- _Exercise inputs_
▼

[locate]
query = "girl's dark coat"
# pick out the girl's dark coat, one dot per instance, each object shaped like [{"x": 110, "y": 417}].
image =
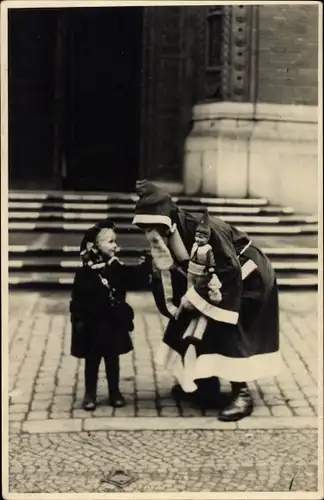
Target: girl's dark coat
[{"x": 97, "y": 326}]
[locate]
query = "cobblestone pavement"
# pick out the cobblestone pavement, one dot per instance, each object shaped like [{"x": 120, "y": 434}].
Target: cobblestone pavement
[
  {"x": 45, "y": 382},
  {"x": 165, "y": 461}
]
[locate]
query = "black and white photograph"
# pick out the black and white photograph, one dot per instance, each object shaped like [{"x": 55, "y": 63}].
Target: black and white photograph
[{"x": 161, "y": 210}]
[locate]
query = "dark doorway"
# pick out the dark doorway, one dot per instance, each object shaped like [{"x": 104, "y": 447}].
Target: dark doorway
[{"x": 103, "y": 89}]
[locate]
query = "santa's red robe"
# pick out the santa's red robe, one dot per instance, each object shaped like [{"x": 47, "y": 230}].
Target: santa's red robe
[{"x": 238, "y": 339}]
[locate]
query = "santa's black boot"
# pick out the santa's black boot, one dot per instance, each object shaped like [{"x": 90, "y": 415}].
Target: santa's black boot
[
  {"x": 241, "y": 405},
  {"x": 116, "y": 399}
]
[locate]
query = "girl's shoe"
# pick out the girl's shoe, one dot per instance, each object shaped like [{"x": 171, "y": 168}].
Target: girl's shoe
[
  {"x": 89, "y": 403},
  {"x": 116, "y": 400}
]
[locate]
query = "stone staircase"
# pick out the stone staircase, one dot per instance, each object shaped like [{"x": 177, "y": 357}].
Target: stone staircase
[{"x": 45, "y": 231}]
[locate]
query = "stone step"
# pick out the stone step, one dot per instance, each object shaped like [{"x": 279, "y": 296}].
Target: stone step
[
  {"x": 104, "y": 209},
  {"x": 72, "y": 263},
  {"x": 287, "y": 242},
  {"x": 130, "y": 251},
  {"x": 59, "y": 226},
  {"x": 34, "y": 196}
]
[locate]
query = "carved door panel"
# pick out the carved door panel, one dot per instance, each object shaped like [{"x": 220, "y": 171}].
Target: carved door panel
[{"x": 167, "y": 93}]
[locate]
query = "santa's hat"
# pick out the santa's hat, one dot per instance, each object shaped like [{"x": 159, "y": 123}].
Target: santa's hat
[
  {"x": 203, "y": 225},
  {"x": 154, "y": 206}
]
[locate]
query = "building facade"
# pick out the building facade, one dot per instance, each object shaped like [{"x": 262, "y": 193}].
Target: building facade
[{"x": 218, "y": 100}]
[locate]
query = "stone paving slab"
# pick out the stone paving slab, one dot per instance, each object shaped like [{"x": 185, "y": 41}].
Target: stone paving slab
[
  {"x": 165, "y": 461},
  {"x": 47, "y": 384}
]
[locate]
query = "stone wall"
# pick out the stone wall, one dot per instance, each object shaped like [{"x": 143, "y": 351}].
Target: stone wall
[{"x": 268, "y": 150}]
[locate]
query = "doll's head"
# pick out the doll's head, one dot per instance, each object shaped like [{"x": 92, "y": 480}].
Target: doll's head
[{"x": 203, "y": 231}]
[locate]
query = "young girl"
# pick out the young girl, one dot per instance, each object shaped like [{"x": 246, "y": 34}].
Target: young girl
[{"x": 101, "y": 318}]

▲
▼

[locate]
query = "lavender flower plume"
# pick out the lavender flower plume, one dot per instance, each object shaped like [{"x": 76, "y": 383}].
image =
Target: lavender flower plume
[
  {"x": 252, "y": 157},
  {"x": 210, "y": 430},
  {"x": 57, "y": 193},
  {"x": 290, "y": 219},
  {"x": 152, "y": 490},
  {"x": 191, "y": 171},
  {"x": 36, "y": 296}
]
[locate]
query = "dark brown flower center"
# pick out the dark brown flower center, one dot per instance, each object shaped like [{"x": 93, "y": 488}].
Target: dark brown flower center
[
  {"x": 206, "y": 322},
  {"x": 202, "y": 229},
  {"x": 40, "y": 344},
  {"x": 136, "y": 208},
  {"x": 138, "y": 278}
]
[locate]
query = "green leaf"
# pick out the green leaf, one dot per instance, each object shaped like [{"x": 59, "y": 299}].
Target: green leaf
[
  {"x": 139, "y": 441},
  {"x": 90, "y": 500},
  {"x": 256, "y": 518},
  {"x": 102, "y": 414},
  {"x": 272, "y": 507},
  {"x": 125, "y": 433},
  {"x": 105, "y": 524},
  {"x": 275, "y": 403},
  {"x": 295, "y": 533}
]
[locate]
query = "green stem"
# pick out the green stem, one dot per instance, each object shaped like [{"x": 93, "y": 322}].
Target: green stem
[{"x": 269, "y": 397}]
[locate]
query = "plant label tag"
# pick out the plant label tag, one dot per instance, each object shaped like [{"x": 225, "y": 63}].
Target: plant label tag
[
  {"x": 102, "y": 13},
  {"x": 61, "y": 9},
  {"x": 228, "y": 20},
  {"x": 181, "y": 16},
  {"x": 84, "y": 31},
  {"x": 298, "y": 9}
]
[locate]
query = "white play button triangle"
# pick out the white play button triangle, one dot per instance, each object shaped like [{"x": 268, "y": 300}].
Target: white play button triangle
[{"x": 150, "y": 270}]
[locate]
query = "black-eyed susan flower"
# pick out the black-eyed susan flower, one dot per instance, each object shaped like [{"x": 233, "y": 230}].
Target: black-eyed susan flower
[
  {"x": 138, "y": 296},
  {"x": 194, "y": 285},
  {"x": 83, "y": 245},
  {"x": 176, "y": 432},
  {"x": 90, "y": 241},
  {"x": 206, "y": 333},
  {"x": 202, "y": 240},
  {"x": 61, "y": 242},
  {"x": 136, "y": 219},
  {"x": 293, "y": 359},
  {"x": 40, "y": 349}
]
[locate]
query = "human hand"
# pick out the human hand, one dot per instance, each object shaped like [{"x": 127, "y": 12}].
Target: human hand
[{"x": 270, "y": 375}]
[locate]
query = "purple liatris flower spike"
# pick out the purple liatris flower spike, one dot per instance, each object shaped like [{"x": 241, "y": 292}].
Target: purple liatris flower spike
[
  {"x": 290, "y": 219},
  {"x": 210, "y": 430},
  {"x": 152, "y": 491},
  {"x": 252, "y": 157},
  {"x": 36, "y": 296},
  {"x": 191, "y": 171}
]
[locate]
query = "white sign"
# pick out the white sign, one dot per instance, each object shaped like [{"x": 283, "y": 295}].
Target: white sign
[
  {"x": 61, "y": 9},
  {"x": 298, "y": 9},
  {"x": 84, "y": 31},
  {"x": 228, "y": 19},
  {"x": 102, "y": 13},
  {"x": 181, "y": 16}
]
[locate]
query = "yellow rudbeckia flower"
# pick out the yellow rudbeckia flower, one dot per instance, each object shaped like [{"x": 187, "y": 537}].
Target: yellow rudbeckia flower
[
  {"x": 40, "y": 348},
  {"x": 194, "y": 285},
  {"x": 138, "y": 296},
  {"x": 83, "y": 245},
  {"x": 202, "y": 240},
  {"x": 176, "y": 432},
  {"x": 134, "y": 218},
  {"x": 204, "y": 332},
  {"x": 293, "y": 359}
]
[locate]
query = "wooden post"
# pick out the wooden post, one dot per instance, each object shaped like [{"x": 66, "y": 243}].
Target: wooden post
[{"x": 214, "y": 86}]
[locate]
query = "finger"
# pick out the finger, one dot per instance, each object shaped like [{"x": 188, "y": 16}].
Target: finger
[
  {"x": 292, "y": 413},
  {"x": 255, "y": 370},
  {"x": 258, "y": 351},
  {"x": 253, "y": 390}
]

▲

- _Try it_
From the records above, transcribe without alteration every line from the one with "Target: santa's black boot" to the one with "# pick out the stone step, one", inclusive.

- _Solution below_
Target: santa's black boot
[
  {"x": 241, "y": 405},
  {"x": 116, "y": 399}
]
[locate]
query = "girl's shoe"
# pick out the girl's shoe, one dot per instance, each object shaped like [{"x": 171, "y": 168}].
Target: girl's shoe
[
  {"x": 89, "y": 403},
  {"x": 116, "y": 400}
]
[locate]
query = "stone staircase"
# pick out the stone staircase, one dot per instance, each object shaped like [{"x": 177, "y": 357}].
Target: stone staircase
[{"x": 45, "y": 231}]
[locate]
query = "stone step"
# pick out the stone step, one dot per instance, each object shaped like [{"x": 279, "y": 296}].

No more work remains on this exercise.